#### YOUR INSTRUCTIONS:
Copy the entire listing exactly.

• • •

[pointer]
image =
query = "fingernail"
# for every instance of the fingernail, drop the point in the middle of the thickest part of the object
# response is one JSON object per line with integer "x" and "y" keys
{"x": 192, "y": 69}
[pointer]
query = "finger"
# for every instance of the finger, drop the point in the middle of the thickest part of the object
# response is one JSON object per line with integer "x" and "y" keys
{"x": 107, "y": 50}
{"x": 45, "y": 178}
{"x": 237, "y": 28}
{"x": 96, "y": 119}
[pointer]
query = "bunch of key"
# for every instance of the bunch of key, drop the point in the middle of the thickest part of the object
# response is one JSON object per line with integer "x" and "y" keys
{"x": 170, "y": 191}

• • •

#### ANSWER TO THIS PROBLEM:
[pointer]
image =
query = "fingernail"
# for every instance of the fingernail, drop the point in the middle of the thickest part of the object
# response is one JSON object per line with integer "x" and "y" keys
{"x": 192, "y": 69}
[pointer]
query = "finger"
# for every instance of the finger, drop the point in the middle of the thickest part of the object
# response is one JSON object per line with integer "x" and "y" keys
{"x": 107, "y": 50}
{"x": 45, "y": 178}
{"x": 237, "y": 28}
{"x": 96, "y": 119}
[pointer]
query = "bunch of key"
# for every instance of the bunch of key, drop the point in the middle of the thickest part of the object
# response is one JSON object per line with integer "x" and "y" keys
{"x": 170, "y": 191}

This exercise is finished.